From the Boscia senegalensis text below, extract the portion that starts at "Leaf extracts contain" and stops after "forage for animals.", copying it word for word.

BEGIN SOURCE PASSAGE

Modern uses of B. senegalensis seeds are being developed in Niger Republic. They include couscous, cakes, cookies, bread, hummus, canned and popped seeds. These products from natural, wild B. senegalensis were recognised with the innovation award at an international food fair in Niamey, Niger, 2012.

Leaf extracts contain carbohydrate hydrolase enzymes that are useful for the production of cereal-based flour and for reducing the bulk of cereal porridges. Due to their proven biocidal activities, leaves are also added to granaries to protect cereals against pathogens. Leaves have many medicinal properties, notably anti-parasitic, fungicidal, anti-inflammatory and wound healing properties. Leaves, although not pleasant to taste, can be used as emergency forage for animals.

Young roots can be ground and boiled down into a thick, sweet porridge.

Wood can be used for construction as well as for cooking fuel.

Boscia senegalensis contains natural coagulants that can be used to clarify water sources. Components of the plant (bark, twigs, leaves, fruits) can be added to a bucket of murky water, and the natural coagulants will cause clay and other particulates to compact and sink the bottom, allowing clear water to be obtained from the top.

=== Nutrition ===
Fruits are a significant source of carbohydrates, as they contain 66.8% carbohydrates.

The seeds are sufficiently nutritious, although they do lack some essential nutrients, notably lysine and threonine. The seeds have significant levels of protein (25% of dry matter) and carbohydrates (60%). In these regards, seeds outperform local staple cereals such as sorghum and millet. Additionally, seeds are rich in zinc, iron, methionine, tryptophan, B-vitamins and linoleic acid (essential fatty acid). Seeds contain 3.6 times the World Health Organization (WHO) ideal level of tryptophan.

Leaves have high antioxidant capacity (nearly 1.5 times that of spinach) and are high in calcium, potassium, manganese and iron. The bioavailability of these compounds, however, is not very well known.

END SOURCE PASSAGE
BEGIN RECORDS PROVIDED

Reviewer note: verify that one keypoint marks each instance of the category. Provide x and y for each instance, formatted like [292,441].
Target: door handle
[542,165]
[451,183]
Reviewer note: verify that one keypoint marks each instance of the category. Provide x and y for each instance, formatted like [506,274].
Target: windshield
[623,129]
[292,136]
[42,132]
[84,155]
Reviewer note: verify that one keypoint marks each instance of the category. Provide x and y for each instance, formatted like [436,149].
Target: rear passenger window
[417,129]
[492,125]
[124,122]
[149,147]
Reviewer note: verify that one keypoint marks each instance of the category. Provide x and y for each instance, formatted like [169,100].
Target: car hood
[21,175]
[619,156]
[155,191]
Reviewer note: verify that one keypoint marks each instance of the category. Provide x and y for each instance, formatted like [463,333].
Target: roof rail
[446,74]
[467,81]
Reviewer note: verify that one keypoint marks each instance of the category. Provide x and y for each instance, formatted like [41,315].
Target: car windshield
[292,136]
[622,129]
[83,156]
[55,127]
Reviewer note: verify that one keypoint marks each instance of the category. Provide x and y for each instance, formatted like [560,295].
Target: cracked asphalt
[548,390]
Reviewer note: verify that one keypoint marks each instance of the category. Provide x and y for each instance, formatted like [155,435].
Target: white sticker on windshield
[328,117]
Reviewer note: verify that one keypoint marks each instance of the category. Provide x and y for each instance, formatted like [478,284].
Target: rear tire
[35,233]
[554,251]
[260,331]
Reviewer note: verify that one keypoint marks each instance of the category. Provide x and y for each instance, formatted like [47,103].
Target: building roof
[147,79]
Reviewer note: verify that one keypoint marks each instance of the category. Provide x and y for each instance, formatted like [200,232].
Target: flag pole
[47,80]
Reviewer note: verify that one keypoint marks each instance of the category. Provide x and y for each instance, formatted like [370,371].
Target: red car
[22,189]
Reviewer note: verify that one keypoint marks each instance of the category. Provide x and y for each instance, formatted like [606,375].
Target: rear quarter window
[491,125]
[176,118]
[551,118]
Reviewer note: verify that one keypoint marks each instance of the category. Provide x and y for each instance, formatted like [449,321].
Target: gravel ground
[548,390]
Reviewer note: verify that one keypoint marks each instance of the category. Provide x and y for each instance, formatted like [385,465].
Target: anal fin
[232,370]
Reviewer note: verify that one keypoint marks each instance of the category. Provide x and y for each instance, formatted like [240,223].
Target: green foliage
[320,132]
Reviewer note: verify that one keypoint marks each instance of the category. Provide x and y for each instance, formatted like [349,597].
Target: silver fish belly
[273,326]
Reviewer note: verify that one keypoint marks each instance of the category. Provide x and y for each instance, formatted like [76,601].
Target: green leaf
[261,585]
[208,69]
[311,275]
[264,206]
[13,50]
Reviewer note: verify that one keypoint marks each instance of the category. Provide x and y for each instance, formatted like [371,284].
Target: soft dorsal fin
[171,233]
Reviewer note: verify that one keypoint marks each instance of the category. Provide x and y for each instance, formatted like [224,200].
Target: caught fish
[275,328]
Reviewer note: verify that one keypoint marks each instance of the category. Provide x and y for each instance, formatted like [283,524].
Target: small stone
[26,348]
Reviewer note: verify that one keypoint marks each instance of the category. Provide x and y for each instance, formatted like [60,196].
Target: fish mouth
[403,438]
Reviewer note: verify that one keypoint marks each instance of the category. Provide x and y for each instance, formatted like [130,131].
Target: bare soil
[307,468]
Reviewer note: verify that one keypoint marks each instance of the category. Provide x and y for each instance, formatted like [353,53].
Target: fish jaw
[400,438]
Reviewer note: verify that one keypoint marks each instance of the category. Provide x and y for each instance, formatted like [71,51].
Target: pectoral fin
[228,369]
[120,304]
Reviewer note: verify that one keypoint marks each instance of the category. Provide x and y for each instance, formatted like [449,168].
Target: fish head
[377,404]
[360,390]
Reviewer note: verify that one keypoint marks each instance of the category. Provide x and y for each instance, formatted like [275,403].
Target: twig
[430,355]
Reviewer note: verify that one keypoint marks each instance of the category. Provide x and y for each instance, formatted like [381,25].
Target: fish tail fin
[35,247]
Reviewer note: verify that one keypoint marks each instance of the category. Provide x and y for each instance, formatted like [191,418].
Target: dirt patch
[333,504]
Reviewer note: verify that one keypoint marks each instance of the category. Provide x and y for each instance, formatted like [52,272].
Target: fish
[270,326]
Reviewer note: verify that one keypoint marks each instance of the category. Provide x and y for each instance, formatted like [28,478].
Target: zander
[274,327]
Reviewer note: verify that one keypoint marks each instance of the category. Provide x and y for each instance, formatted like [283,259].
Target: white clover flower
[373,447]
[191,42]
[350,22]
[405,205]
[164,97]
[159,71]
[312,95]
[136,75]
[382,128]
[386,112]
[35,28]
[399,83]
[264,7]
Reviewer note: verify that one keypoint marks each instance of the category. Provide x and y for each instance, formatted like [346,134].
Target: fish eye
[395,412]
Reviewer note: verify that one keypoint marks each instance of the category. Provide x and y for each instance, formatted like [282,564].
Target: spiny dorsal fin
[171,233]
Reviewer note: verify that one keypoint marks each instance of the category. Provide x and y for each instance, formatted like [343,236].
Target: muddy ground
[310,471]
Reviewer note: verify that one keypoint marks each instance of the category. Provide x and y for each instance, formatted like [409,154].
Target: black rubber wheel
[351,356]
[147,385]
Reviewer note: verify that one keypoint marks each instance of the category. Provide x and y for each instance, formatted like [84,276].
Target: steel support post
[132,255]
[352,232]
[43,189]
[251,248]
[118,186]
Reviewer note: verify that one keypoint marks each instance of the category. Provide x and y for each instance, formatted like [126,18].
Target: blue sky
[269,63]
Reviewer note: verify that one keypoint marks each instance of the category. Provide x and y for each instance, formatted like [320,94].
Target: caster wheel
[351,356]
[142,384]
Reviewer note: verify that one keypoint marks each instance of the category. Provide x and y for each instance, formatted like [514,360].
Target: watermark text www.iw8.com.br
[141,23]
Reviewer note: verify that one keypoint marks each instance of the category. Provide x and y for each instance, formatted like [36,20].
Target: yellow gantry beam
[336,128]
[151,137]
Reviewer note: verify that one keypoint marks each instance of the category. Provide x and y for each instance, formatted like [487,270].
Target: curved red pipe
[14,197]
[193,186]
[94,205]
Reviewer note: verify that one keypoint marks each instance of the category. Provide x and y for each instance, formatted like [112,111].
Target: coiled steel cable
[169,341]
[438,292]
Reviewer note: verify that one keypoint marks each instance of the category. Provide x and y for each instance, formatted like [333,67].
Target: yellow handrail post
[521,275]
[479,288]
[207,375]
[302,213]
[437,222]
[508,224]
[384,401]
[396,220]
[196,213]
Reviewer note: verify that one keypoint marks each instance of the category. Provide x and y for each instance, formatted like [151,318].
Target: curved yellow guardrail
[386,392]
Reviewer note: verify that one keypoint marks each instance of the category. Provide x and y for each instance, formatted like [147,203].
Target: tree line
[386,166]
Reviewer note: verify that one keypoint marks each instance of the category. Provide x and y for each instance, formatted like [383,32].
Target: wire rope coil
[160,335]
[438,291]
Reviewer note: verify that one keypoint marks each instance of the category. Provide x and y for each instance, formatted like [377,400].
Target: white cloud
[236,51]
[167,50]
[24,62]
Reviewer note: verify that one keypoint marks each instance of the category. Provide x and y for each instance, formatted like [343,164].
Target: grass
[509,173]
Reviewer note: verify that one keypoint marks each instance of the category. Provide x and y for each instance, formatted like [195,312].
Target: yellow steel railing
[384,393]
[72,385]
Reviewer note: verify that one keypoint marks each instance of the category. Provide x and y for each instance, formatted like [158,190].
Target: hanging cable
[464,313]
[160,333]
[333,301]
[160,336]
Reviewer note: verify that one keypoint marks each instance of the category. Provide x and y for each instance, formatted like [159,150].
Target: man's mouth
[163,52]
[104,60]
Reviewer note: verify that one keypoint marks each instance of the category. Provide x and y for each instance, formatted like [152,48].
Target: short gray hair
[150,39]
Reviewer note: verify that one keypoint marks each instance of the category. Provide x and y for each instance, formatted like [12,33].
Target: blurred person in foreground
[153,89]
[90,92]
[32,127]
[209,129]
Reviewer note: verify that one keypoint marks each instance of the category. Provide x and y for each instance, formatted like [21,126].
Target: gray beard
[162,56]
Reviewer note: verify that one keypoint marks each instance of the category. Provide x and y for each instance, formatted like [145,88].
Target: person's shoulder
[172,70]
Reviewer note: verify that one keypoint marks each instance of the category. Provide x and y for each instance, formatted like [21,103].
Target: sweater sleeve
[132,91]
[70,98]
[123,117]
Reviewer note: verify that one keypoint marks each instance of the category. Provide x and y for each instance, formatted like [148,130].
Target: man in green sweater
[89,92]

END RECORDS PROVIDED

## TASK RESPONSE
Leaf extracts contain carbohydrate hydrolase enzymes that are useful for the production of cereal-based flour and for reducing the bulk of cereal porridges. Due to their proven biocidal activities, leaves are also added to granaries to protect cereals against pathogens. Leaves have many medicinal properties, notably anti-parasitic, fungicidal, anti-inflammatory and wound healing properties. Leaves, although not pleasant to taste, can be used as emergency forage for animals.